» Document excerpt:
** START **

Attachment: screenlog.0 (application/octet-stream, text), 483.58 KiB.
[7 Jun 2023 16:41]
Will Saxon
> Have you tried installing our package on the CentOS 7 on ARM, as standalone, without Docker. Yes, we have. I am sorry I wasn't more explicit about this in my comment from [6 Jun 15:33]. We realized this issue wasn't Docker-specific, which is why I removed Docker from this report's metadata the other day. If it helps, I just set up a new EC2 instance with the latest CentOS 7 AMI provided by the CentOS project, set up your release repository, installed mysql-community-server, and experienced the failure immediately when trying to then start mysqld. I attached a screen log capturing the output of this effort; I would recommend reading it using the `more` utility to handle the escape codes. Again, this works immediately using the default installed configuration with 8.0.32. We began seeing this issue with 8.0.33. We found that it was subsequently noticed and reported by other users to the Ubuntu project.
[7 Jun 2023 20:32]
Neil Hodges
I was digging around on the EC2 instance I've been testing with (CentOS 7.9.2009 ARM64, stock glibc 2.17, and no Docker) and discovered that the cache line size is set in sysfs: # grep . /sys/devices/system/cpu/cpu0/cache/index*/coherency_line_size /sys/devices/system/cpu/cpu0/cache/index0/coherency_line_size:64 /sys/devices/system/cpu/cpu0/cache/index1/coherency_line_size:64 /sys/devices/system/cpu/cpu0/cache/index2/coherency_line_size:64 /sys/devices/system/cpu/cpu0/cache/index3/coherency_line_size:64 But getconf is unable to get it: # getconf -a | grep -i 'cache.*linesize' LEVEL1_ICACHE_LINESIZE 0 LEVEL1_DCACHE_LINESIZE 0 LEVEL2_CACHE_LINESIZE 0 LEVEL3_CACHE_LINESIZE 0 LEVEL4_CACHE_LINESIZE 0 Is there a reason why this block ( https://github.com/mysql/mysql-server/blob/ea7087d885006918ad54458e7aad215b1650312c/sql/me... ) is limited to S/390? It seems like it could solve this problem on any problem where the libc is unable to pull the cache line size for whatever reason. And if the libc's sysconf() is able to get the cache line size, it would be skipped over and the block would have no impact. Separately, if I pull down the official mysql-community-server image down (Oracle Linux 8.7 with stock glibc 2.28) and create a Docker container, it both has the sysfs entry populated: # grep . /sys/devices/system/cpu/cpu0/cache/index*/coherency_line_size /sys/devices/system/cpu/cpu0/cache/index0/coherency_line_size:64 /sys/devices/system/cpu/cpu0/cache/index1/coherency_line_size:64 /sys/devices/system/cpu/cpu0/cache/index2/coherency_line_size:64 /sys/devices/system/cpu/cpu0/cache/index3/coherency_line_size:64 And getconf is able to get at it: # getconf -a | grep -i 'cache.*linesize' LEVEL1_ICACHE_LINESIZE 64 LEVEL1_DCACHE_LINESIZE 64 LEVEL2_CACHE_LINESIZE 0 LEVEL3_CACHE_LINESIZE 0 LEVEL4_CACHE_LINESIZE 0 To be clear, we are unwilling to modify our CentOS 7 OSes with glibc 2.28. That is not a reasonable path to take.

** END **

» Raw data:
** START **

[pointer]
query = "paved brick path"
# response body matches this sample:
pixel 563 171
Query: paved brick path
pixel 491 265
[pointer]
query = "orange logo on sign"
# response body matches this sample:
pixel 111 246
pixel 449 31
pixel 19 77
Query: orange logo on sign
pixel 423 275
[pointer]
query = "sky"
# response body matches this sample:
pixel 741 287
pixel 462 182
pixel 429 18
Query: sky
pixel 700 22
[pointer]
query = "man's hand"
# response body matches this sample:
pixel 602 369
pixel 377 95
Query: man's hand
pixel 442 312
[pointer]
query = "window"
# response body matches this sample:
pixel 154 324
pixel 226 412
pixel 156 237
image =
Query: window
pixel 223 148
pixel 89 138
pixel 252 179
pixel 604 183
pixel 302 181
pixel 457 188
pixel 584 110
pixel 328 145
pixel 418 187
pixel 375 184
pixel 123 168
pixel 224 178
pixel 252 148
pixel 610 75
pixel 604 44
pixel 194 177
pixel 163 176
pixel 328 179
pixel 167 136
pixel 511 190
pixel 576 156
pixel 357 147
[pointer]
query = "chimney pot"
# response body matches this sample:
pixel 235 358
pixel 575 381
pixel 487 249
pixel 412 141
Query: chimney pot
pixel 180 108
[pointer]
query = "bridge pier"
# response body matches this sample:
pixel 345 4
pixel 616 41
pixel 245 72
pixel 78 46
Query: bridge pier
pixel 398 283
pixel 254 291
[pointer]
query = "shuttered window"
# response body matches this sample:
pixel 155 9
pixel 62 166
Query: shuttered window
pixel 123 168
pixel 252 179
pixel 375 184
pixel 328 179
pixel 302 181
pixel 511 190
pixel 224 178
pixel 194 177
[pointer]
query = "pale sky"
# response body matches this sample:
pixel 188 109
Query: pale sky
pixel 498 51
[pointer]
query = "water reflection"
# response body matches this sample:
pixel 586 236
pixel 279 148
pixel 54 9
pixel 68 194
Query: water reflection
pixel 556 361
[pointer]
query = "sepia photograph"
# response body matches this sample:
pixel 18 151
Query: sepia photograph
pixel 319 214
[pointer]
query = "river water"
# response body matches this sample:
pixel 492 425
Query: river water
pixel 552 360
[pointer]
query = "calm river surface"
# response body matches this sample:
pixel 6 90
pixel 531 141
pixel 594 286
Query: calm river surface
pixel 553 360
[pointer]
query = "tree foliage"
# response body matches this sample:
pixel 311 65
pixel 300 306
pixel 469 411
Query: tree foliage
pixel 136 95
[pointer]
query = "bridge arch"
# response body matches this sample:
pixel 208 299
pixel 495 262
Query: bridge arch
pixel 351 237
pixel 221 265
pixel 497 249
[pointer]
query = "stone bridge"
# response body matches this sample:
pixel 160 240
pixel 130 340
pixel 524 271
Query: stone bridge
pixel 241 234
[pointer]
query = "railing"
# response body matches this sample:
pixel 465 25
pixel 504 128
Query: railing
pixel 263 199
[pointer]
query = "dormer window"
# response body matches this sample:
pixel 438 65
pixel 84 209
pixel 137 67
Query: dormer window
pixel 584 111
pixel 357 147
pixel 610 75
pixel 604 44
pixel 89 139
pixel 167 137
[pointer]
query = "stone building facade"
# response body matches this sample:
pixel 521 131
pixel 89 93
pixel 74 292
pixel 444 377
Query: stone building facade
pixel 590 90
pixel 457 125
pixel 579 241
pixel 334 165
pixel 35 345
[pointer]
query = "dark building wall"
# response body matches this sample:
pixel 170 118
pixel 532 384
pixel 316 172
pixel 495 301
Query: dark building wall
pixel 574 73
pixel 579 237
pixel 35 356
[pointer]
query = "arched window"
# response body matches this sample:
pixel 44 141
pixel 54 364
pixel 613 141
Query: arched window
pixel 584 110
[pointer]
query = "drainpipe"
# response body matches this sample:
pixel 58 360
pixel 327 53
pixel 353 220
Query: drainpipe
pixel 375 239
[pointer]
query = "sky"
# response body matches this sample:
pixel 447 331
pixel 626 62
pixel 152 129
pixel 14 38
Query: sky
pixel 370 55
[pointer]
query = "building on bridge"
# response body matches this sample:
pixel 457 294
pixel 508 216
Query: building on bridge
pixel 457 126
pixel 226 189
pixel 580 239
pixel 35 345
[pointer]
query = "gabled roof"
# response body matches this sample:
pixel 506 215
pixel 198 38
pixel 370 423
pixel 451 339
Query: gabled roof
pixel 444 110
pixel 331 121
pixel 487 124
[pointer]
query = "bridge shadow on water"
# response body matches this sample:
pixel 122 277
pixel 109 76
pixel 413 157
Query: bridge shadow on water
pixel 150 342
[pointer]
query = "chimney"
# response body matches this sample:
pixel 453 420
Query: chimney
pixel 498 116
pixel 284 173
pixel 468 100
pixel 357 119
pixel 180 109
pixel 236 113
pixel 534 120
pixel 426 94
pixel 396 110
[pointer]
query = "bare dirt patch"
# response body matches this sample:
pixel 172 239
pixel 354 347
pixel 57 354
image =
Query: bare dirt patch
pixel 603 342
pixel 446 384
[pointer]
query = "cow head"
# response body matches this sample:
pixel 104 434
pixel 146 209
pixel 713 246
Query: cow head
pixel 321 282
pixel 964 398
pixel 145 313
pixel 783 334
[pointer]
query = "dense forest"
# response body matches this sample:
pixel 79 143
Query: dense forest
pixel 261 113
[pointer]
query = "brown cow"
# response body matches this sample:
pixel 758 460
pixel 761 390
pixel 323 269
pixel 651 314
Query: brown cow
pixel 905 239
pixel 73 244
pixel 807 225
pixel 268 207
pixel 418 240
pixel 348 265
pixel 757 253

** END **

» What is required:
Pick up the bug-report thread on mysqld failing to start on CentOS 7 ARM after its final sentence, and continue it in the same style.

» Task output:
[8 Jun 2023 12:39]
MySQL Verification Team
Hi All, Thank you for all of your comments. Especially for the last comment from Mr. Hodges. This does not seem to be a bug In MySQL code, but some problem in Operating System or the usage of containers. We must also inform you that we are not allowed to test reported bugs in any container, due to the many valid reasons, which we are not allowed to reveal publicly. So far, this truly does not seem to be MySQL bug.
[8 Jun 2023 13:39]
Neil Hodges
As I said, the problem occurs when we are NOT using a container. Please read my last message more carefully. > I was digging around on the EC2 instance I've been testing with (CentOS 7.9.2009 ARM64, stock glibc 2.17, AND NO DOCKER) and discovered that the cache line size is set in sysfs: > > # grep . /sys/devices/system/cpu/cpu0/cache/index*/coherency_line_size > /sys/devices/system/cpu/cpu0/cache/index0/coherency_line_size:64 > /sys/devices/system/cpu/cpu0/cache/index1/coherency_line_size:64 > /sys/devices/system/cpu/cpu0/cache/index2/coherency_line_size:64 > /sys/devices/system/cpu/cpu0/cache/index3/coherency_line_size:64 > > But getconf is unable to get it: > > # getconf -a | grep -i 'cache.*linesize' > LEVEL1_ICACHE_LINESIZE 0 > LEVEL1_DCACHE_LINESIZE 0 > LEVEL2_CACHE_LINESIZE 0 > LEVEL3_CACHE_LINESIZE 0 > LEVEL4_CACHE_LINESIZE 0 This quoted case is when MySQL crashes at startup. That's proof enough that containers have absolutely nothing to do with this. Is that clear?
[8 Jun 2023 13:55]
MySQL Verification Team
Hi, Yes, you are correct. This is NOT a problem with containers. This is a problem with the Operating System, most precisely with the glibc installed. With Oracle Linux and proper glibc, you get the proper results with `getconf`. We hope we were quite clear this time ......
[8 Jun 2023 15:00]
Will Saxon
Perhaps you should consider removing CentOS 7 and ARM64 from your list of supported platforms here: https://www.mysql.com/support/supportedplatforms/database.html Since you clearly do not support MySQL on this platform.
[8 Jun 2023 15:04]
MySQL Verification Team
Thanks. We agree with your conclusion.
[8 Jun 2023 16:29]
Terje Røsten
Packages were built and verified on Ampere A1 hardware: https://www.oracle.com/cloud/compute/arm/ You should be able to use "Oracle Cloud Free Tier" to get access to such platform.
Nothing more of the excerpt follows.